> [PROBLEM] Exactly and in full, give the records again.

Records from a data source
====

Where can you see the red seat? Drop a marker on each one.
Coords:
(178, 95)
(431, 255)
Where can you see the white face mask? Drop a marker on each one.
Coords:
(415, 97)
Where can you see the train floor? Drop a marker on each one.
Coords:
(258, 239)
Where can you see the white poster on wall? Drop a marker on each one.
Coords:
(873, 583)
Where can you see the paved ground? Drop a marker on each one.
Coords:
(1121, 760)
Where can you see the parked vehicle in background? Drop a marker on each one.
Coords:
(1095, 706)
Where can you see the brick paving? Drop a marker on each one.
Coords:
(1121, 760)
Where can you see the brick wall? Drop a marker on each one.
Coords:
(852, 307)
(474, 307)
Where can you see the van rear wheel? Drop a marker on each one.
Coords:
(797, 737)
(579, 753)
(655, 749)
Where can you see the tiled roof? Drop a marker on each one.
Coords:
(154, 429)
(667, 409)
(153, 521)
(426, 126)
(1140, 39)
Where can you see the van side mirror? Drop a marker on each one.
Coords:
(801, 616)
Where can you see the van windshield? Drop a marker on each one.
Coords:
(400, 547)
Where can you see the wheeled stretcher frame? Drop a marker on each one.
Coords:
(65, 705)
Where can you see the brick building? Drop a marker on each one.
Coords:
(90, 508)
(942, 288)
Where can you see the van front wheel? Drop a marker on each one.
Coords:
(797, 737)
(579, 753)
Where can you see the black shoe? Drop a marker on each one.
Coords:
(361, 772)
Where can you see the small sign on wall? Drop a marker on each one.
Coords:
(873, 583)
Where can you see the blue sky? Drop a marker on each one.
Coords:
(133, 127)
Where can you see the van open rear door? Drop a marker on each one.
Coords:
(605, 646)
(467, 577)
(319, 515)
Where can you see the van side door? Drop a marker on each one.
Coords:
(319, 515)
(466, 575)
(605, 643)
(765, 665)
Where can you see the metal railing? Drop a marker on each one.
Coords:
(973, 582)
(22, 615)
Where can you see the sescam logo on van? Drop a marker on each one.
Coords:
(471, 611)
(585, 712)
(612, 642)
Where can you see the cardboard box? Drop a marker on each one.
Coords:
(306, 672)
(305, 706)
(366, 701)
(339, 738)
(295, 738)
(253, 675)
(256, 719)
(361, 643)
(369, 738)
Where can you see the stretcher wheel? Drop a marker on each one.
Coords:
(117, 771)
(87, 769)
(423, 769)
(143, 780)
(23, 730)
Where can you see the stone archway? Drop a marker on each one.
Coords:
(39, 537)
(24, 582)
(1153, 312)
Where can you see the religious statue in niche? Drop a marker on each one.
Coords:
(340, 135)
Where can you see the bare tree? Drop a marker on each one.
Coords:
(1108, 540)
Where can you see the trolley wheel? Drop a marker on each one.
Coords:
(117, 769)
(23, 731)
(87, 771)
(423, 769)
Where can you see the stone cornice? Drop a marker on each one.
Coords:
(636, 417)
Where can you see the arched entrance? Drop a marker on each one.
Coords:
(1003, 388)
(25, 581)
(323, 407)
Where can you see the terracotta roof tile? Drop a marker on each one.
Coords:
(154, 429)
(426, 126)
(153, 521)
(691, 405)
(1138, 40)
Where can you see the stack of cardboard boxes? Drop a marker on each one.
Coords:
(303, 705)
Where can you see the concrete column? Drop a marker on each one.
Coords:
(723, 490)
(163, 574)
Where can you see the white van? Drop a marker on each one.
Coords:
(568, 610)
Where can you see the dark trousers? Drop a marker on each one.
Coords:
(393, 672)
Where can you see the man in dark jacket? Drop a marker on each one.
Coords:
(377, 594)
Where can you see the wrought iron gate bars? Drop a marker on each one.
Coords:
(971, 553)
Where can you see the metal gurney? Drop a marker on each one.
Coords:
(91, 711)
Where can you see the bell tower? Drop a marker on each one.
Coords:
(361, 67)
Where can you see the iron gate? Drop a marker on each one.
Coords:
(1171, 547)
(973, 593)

====

> [WRITTEN SOLUTION]
Where can you see the red seat? Drop a marker on each one.
Coords:
(178, 95)
(431, 255)
Where can you see the white face mask? Drop a marker on each one.
Coords:
(415, 97)
Where can you see the train floor? Drop a marker on each one.
Coords:
(258, 239)
Where can you see the white poster on wall? Drop a marker on each one.
Coords:
(873, 583)
Where can you see the paved ground? Drop a marker on each one.
Coords:
(1121, 760)
Where can you see the parked vehicle in background? Drop a marker on each one.
Coords:
(1095, 706)
Where can you see the brick paving? Drop a marker on each one.
Coords:
(1121, 760)
Where can you see the brick wall? Drop a marker on each one.
Coords:
(852, 307)
(474, 307)
Where can you see the van rear wheel? Drop a marker on each one.
Coords:
(797, 737)
(579, 753)
(655, 749)
Where can you see the tiled roof? Drop a marker on each one.
Coords:
(154, 429)
(667, 409)
(153, 521)
(426, 126)
(1140, 39)
Where can you see the van side mirror? Drop a marker on each one.
Coords:
(801, 616)
Where can you see the van windshield? Drop a marker on each one.
Coords:
(400, 547)
Where can you see the wheeled stretcher frame? Drop a marker on each one.
Coords:
(65, 705)
Where can you see the brick building? Drop a marker on each one.
Coords:
(90, 508)
(942, 288)
Where can you see the van front wheel? Drop a marker on each one.
Coords:
(797, 737)
(579, 753)
Where can you see the black shoe? Drop a marker on each one.
Coords:
(361, 772)
Where can you see the small sign on wall? Drop a marker on each one.
Coords:
(873, 583)
Where can you see the blue sky? Drop a marker on each one.
Coords:
(133, 127)
Where can you see the van open rear door? Drop a marker on each one.
Coords:
(605, 646)
(467, 577)
(319, 515)
Where can you see the van side door? Drop a marker on each one.
Coords:
(319, 515)
(466, 575)
(605, 643)
(765, 665)
Where can you see the metal railing? Drop a marker on each one.
Coords:
(973, 582)
(22, 615)
Where can you see the sescam logo on van? Drop a marker on each one.
Coords:
(471, 611)
(585, 712)
(612, 642)
Where can you see the cardboard box? Drop a marker on each one.
Coords:
(306, 672)
(305, 706)
(366, 701)
(339, 738)
(295, 738)
(253, 675)
(256, 719)
(361, 643)
(369, 738)
Where can you see the stretcher wheel? Drop a marker on each one.
Coords:
(117, 771)
(87, 769)
(423, 769)
(143, 780)
(23, 730)
Where can you see the stone archway? Drop a marker on each one.
Coords:
(39, 537)
(24, 582)
(1153, 312)
Where can you see the religious statue in niche? Drop a marker on each one.
Coords:
(340, 135)
Where can you see the bare tree? Drop a marker on each one.
Coords:
(1108, 540)
Where can you see the trolley wheel? Drop a marker on each one.
Coords:
(117, 769)
(23, 731)
(87, 771)
(423, 769)
Where can you see the stone cornice? Drop a marker on each one.
Coords:
(636, 417)
Where can you see the arched entrance? Drop a marker on each one.
Coords:
(1003, 388)
(25, 581)
(323, 407)
Where can you see the terracotta roof tile? Drop a marker on each one.
Coords:
(154, 429)
(426, 126)
(153, 521)
(691, 405)
(1138, 40)
Where can you see the stack of cardboard boxes? Drop a marker on each one.
Coords:
(303, 705)
Where can you see the concrete column? Drop a marker on each one.
Coords:
(723, 490)
(163, 574)
Where can you see the white van? Drop a marker on each one.
Coords:
(568, 610)
Where can you see the dark trousers? Drop a marker on each one.
Coords:
(393, 672)
Where can you see the man in dark jacket? Drop a marker on each one.
Coords:
(377, 594)
Where can you see the wrought iron gate bars? Drop a marker on each one.
Coords:
(971, 553)
Where can you see the metal gurney? Drop a marker on each one.
Coords:
(91, 711)
Where can you see the bell tower? Drop a marker on each one.
Coords:
(361, 67)
Where can you see the iron gate? Drop a marker on each one.
Coords:
(1171, 547)
(973, 593)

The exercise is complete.